* [Available data]
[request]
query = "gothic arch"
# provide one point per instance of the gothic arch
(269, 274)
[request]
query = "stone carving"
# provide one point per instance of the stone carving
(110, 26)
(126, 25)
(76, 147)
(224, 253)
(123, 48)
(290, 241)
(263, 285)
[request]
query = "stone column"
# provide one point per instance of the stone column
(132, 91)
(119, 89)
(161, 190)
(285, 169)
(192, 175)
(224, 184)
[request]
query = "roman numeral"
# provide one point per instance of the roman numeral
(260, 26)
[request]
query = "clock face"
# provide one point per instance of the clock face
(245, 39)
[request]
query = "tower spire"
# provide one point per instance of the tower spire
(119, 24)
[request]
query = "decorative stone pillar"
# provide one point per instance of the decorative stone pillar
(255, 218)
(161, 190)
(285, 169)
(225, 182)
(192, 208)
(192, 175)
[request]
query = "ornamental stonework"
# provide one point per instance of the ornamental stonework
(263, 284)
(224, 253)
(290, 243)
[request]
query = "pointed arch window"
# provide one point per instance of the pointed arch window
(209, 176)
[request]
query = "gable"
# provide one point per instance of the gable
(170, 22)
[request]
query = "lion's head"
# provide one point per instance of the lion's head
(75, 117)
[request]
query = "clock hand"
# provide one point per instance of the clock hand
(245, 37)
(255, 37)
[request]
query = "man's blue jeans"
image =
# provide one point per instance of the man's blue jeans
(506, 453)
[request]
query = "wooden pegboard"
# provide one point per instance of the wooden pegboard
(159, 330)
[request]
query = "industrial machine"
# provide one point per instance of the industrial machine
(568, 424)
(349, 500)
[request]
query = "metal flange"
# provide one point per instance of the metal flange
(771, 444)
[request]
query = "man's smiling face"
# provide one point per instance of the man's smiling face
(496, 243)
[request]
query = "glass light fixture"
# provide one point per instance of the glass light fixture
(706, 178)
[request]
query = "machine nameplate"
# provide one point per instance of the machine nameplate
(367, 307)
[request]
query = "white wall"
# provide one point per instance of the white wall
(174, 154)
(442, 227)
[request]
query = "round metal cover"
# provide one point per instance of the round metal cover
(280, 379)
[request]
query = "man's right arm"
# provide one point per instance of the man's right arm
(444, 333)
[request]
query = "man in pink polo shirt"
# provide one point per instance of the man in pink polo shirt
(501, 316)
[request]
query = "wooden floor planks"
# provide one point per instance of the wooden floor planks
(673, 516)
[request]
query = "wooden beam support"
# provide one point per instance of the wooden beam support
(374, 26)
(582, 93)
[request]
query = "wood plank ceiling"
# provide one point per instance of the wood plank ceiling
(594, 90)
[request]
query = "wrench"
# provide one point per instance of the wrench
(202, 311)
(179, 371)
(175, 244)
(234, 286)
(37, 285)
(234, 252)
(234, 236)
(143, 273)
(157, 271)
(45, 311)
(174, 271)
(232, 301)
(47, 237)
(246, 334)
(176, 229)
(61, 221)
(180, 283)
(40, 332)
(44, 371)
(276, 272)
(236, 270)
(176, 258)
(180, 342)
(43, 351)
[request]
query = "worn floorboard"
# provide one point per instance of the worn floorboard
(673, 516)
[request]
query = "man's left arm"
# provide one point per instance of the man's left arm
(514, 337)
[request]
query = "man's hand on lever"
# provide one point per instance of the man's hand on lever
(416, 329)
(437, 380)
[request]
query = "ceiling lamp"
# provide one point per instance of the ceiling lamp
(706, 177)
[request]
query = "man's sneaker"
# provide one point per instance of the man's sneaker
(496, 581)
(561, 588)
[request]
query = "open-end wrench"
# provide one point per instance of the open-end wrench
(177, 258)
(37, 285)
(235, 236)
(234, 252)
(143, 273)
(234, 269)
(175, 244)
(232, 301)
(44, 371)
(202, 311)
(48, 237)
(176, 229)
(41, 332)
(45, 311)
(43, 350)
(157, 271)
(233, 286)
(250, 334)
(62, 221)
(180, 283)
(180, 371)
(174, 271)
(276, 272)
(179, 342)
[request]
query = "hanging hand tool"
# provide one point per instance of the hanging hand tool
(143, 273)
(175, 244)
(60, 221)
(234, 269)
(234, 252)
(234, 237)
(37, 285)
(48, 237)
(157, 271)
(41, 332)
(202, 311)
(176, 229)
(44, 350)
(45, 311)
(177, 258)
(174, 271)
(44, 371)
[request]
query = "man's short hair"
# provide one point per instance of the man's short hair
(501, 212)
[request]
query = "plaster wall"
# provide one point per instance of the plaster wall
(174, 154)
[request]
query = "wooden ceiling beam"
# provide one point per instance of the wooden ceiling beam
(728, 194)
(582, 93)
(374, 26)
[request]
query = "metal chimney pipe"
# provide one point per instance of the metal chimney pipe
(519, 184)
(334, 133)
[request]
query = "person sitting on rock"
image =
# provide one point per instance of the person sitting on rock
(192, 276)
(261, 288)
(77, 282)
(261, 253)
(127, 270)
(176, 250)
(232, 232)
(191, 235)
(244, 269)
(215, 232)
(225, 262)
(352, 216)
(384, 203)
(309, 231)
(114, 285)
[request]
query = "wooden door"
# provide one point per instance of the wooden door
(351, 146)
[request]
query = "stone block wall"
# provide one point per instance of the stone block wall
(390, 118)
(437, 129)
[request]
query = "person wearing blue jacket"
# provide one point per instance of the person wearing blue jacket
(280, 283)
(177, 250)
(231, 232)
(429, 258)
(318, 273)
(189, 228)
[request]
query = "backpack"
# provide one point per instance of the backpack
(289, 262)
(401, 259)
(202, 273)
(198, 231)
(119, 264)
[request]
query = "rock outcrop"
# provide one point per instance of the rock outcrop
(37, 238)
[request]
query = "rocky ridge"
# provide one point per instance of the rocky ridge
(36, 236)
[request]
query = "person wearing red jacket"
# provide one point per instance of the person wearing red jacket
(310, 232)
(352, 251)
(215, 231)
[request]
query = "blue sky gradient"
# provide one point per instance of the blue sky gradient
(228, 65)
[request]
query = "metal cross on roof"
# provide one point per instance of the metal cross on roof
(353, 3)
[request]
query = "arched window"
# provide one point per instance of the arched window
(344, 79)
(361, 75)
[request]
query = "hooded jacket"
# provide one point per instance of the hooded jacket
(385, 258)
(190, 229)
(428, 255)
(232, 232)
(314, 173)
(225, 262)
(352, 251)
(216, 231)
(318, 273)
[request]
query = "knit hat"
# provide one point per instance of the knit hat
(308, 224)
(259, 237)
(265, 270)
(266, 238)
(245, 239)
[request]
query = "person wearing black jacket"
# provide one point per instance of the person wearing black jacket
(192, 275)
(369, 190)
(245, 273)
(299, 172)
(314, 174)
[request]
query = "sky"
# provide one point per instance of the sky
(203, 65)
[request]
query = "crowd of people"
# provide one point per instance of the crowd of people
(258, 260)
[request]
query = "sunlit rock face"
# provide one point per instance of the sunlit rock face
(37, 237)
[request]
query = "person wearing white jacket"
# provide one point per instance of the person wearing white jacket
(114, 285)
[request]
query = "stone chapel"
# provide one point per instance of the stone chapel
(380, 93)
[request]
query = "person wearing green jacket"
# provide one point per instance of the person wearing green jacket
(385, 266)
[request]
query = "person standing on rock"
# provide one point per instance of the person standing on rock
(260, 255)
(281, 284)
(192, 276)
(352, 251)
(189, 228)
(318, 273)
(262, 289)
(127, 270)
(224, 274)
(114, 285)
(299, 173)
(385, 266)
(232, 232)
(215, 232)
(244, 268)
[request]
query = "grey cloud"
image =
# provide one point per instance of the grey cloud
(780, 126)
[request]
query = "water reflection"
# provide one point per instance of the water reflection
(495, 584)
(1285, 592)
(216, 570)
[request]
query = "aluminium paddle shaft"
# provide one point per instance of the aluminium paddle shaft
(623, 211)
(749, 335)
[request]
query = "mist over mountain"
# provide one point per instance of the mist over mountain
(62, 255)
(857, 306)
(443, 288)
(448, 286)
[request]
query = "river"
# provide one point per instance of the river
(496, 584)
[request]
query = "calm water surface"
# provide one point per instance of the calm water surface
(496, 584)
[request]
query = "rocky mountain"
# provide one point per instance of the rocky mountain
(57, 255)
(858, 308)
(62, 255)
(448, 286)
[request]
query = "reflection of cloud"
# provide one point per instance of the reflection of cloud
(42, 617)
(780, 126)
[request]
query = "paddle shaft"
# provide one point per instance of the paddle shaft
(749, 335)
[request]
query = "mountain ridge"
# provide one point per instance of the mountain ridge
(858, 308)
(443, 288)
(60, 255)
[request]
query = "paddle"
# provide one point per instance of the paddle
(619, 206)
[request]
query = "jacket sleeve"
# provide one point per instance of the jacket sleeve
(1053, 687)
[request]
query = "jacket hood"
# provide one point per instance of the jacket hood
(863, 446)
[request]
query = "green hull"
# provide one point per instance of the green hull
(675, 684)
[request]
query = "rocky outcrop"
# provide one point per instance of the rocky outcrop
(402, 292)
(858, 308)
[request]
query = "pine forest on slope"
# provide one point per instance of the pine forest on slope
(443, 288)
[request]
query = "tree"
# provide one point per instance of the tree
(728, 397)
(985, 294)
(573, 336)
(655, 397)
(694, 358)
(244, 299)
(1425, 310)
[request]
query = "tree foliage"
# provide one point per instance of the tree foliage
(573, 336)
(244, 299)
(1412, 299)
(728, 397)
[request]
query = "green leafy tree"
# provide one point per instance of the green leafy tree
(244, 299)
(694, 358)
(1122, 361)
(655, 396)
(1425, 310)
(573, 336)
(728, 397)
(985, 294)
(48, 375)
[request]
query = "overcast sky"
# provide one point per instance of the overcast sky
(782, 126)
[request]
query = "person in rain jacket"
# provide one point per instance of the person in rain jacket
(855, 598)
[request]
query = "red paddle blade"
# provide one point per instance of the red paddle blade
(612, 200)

* [Directions for this task]
Count how many lines in the rows above contain the string "sleeve", treating case as significant. Reply with the number alone.

* [Answer to the problem]
2